▶ DOCUMENT EXCERPT
This is also known as a mean-field decoders (see this comment for where the name “mean-field” comes from). Each pixel-wise distribution has its own tractable density or mass function.

Another choice is to make the pixel likelihood autoregressive, where each conditional distribution has its own tractable density or mass function.

$$ p(x_1, ..., x_N) = p(x_1)p(x_2|x_1)...p(x_N|x_1,...,x_{N-1})$$

We still have to figure out how to model each conditional distribution though. Here are some common choices along with an example paper that used them:

Bernoulli probabilities over each channel (DRAW)
256-way Categorical distribution over each channel (PixelRNN, Image Transformer)
Continuous density on de-quantized data (Real-NVP)
Discretized logistic mixture (PixelCNN++, Image Transformer)

Pixel Values as Bernoulli Emission Probabilities

The MNIST, FashionMNIST, NotMNIST datasets are good choices to start with when debugging your likelihood models:

Those datasets can be stored completely in computer RAM
They do not require a lot of architecture tuning (allowing you to focus on the algorithmic aspects)
Small generative models for these datasets can train on modest hardware, such as a modern laptop lacking a GPU.

It is common to choose conditional pixel likelihoods $ p(x_i)$ to be modeled as Bernoulli random variables. For binarized data where pixel values are only 0 or 1 (heads or tails), this is fine.

▶ TASK DESCRIPTION
Return everything in the pixel-likelihood passage from "This is also" down to "each channel (DRAW)", copied word for word.

▶ COLLECTED MATERIAL
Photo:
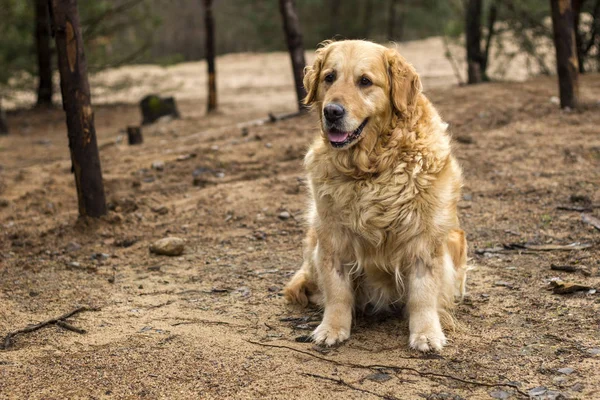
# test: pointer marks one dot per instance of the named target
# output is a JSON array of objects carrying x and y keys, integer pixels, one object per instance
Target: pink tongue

▶ EXERCISE RESULT
This is also known as a mean-field decoders (see this comment for where the name “mean-field” comes from). Each pixel-wise distribution has its own tractable density or mass function.

Another choice is to make the pixel likelihood autoregressive, where each conditional distribution has its own tractable density or mass function.

$$ p(x_1, ..., x_N) = p(x_1)p(x_2|x_1)...p(x_N|x_1,...,x_{N-1})$$

We still have to figure out how to model each conditional distribution though. Here are some common choices along with an example paper that used them:

Bernoulli probabilities over each channel (DRAW)